INSTRUCTIONS TO FOLLOW: In the rows below, how many lines contain the string "wooden"? Reply with the number alone.

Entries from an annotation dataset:
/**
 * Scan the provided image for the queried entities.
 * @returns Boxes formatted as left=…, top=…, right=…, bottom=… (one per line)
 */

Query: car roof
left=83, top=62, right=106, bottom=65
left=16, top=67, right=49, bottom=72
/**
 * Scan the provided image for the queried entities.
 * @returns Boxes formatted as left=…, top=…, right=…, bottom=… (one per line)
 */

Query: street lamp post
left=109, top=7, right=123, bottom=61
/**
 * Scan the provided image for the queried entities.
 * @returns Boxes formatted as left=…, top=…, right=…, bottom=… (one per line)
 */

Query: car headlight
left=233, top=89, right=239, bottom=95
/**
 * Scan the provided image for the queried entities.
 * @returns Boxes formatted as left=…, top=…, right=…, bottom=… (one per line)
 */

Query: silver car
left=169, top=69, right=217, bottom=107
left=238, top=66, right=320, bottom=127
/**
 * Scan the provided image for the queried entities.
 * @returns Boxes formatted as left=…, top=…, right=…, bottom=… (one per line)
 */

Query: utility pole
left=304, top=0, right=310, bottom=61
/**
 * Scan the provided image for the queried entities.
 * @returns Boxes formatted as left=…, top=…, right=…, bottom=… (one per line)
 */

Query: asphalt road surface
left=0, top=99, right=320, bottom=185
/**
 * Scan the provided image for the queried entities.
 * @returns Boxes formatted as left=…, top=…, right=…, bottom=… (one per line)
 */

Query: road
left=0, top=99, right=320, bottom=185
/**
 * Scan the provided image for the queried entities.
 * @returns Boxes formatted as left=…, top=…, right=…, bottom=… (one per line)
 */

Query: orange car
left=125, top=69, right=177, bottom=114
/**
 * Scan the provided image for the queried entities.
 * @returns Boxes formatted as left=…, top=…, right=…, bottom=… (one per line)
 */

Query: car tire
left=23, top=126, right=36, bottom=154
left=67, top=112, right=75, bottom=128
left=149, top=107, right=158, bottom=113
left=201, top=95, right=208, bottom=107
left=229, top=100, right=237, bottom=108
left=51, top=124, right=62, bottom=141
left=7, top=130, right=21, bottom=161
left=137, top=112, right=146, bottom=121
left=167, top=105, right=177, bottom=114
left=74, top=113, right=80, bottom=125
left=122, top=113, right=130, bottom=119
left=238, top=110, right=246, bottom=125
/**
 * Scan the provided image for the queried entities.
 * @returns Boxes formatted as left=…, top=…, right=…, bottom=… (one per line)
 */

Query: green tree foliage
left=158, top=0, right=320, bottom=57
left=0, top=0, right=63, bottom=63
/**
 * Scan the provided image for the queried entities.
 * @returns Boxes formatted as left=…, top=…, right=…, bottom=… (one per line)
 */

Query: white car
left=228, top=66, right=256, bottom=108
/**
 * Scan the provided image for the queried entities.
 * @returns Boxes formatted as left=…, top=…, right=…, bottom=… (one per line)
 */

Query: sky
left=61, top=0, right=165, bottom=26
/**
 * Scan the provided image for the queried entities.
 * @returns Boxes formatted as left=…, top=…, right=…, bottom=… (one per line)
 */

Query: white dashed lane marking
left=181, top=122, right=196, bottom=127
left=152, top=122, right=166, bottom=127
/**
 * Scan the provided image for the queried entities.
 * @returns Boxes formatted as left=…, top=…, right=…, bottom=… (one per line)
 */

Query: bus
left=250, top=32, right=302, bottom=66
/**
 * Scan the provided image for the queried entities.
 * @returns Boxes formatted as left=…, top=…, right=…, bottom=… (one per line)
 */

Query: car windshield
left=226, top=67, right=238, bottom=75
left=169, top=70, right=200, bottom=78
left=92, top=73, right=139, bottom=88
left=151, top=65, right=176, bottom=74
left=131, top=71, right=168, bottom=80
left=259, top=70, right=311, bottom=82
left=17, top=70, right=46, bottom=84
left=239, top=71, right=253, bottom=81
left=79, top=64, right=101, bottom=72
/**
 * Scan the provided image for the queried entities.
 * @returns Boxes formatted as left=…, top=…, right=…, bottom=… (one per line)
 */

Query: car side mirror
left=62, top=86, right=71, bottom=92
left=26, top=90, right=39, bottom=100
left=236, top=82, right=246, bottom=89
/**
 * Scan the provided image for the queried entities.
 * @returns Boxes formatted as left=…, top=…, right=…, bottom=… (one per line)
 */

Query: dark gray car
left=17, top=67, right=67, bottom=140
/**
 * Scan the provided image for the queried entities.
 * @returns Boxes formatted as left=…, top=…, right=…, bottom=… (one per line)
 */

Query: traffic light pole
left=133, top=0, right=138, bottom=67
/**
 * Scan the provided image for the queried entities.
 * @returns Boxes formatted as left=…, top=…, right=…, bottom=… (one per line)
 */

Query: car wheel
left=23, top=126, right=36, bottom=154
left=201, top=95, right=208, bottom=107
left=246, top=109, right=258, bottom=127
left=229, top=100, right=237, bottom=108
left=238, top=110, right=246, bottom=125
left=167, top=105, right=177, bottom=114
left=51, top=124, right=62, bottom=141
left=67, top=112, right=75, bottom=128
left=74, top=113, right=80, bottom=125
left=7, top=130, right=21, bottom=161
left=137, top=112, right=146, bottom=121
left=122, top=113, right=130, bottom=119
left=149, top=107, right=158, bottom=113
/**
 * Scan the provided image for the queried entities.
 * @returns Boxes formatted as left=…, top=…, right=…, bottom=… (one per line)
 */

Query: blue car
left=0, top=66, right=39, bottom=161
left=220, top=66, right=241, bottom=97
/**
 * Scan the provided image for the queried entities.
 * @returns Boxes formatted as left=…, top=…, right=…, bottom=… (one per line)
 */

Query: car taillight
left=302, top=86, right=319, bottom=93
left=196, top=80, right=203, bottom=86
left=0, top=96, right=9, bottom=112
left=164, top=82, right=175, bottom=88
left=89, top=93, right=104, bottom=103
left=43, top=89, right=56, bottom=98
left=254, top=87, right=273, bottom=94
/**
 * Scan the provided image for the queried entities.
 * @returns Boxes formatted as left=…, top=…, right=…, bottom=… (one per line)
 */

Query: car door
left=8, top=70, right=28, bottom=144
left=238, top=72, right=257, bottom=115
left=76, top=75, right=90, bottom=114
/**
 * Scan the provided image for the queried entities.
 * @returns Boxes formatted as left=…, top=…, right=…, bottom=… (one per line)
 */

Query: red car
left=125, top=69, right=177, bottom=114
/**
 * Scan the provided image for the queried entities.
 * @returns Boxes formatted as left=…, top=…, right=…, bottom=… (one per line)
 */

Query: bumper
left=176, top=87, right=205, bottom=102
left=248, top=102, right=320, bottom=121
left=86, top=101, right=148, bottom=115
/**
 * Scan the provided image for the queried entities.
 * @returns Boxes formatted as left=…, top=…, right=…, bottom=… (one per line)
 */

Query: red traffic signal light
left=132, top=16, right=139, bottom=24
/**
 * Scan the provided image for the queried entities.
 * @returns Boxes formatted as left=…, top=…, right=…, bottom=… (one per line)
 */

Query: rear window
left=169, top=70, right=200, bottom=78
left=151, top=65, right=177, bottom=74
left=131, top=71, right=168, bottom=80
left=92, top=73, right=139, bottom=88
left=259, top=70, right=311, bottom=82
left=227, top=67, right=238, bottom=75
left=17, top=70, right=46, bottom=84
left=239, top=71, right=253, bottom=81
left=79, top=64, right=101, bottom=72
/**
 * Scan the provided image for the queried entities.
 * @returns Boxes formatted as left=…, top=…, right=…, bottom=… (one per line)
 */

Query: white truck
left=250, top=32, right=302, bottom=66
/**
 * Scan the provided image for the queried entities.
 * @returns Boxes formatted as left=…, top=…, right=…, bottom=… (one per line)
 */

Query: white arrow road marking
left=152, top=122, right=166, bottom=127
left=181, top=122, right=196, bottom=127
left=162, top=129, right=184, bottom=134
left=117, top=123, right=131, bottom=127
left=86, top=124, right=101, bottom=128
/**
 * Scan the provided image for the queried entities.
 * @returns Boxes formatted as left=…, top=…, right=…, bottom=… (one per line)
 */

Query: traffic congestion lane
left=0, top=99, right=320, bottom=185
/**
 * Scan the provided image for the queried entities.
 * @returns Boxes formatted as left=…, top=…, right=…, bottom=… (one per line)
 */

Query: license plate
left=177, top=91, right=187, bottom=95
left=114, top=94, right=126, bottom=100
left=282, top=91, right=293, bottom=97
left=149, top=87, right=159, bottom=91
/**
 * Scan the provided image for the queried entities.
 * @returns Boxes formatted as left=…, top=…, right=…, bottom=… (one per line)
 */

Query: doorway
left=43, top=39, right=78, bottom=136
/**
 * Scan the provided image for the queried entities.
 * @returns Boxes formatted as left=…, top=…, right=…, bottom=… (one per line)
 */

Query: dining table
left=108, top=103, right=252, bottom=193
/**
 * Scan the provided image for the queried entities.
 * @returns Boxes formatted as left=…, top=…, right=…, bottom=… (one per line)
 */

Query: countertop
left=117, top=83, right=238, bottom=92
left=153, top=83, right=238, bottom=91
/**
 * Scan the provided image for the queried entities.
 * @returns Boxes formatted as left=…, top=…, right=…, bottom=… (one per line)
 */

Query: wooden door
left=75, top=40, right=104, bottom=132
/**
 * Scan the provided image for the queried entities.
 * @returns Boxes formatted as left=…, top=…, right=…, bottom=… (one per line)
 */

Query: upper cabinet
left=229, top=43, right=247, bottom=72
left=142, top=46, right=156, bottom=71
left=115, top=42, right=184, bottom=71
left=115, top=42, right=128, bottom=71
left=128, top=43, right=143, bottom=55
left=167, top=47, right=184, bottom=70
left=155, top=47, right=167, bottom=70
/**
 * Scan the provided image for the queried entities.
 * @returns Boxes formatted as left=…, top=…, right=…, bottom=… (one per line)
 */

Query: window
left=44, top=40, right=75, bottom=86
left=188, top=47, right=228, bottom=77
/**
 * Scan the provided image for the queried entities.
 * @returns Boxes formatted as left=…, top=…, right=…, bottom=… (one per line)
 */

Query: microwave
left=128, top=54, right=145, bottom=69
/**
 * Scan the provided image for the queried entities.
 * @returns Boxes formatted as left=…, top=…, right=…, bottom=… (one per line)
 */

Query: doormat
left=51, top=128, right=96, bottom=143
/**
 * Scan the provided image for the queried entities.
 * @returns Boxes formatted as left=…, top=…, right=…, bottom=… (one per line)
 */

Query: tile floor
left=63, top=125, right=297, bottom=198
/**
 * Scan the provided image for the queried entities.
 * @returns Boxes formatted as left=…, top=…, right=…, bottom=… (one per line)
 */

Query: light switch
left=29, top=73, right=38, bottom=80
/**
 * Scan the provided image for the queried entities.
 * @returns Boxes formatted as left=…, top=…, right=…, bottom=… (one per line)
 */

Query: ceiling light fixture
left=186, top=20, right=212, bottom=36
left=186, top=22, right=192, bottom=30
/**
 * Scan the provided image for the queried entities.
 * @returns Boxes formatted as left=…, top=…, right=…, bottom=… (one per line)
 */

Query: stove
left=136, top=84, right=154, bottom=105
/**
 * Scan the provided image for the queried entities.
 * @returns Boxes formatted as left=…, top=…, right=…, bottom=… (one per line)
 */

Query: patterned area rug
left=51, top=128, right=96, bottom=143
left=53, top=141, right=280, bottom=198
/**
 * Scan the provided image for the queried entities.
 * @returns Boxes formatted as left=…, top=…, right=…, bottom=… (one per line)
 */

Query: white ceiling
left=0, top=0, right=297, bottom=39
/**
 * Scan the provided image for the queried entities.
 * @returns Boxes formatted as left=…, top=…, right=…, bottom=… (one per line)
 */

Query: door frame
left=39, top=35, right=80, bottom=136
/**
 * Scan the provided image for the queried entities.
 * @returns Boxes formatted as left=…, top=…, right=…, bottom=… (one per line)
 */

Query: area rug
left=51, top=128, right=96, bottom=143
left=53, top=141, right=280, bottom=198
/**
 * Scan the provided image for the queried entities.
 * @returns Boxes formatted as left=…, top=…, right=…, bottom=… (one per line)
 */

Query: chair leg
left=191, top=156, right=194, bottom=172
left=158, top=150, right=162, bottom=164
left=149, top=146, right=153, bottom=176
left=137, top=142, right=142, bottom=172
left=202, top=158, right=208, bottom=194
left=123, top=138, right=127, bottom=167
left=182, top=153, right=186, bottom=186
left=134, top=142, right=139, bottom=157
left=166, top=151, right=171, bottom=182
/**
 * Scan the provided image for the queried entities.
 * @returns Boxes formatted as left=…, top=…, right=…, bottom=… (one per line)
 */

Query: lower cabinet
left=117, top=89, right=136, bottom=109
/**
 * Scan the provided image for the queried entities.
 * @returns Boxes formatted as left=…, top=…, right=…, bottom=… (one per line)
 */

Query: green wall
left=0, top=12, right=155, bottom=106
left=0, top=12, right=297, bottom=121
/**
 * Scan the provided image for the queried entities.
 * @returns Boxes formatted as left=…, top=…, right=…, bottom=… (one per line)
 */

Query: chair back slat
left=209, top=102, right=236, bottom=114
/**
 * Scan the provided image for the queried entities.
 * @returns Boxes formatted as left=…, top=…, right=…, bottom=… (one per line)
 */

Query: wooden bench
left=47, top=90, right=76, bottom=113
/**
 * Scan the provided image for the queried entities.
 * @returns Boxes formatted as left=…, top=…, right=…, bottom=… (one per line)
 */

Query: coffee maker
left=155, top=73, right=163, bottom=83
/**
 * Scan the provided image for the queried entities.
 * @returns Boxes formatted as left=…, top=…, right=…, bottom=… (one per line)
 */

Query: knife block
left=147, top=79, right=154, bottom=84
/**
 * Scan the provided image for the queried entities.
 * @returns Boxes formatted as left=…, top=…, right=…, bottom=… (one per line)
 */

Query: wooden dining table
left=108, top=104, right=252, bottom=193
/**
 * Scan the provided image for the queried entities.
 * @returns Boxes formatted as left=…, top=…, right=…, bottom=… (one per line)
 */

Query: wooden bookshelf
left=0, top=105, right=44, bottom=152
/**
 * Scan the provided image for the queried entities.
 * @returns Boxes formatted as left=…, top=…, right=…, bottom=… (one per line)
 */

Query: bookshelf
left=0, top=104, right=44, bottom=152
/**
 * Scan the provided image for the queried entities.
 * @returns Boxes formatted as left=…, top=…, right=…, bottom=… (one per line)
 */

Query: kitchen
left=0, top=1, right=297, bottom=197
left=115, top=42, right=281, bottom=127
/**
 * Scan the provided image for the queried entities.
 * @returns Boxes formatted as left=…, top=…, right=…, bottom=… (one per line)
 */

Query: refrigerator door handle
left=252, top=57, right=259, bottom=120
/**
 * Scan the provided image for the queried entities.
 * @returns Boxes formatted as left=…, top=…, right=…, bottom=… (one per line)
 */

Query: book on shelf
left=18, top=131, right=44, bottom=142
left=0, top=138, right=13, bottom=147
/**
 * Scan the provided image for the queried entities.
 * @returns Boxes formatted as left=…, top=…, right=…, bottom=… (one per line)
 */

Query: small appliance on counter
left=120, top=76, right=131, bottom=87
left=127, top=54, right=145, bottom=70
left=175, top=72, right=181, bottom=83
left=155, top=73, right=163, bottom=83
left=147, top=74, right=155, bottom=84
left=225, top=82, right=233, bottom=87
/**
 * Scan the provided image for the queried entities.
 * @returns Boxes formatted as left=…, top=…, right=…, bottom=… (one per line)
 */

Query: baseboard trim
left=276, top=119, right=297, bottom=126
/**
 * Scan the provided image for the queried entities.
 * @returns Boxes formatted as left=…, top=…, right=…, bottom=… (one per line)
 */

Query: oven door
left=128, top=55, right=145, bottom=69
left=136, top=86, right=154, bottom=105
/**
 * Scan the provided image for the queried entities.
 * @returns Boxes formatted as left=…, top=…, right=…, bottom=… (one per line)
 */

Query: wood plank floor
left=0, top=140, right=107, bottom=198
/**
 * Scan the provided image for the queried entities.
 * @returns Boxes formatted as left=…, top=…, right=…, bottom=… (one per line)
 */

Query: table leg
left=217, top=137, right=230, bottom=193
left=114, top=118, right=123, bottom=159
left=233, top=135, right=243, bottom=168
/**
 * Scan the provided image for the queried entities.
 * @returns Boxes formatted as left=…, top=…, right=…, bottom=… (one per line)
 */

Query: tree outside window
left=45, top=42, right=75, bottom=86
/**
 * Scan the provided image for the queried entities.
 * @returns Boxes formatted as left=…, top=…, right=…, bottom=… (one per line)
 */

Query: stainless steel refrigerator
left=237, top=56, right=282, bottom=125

WRITTEN ANSWER: 4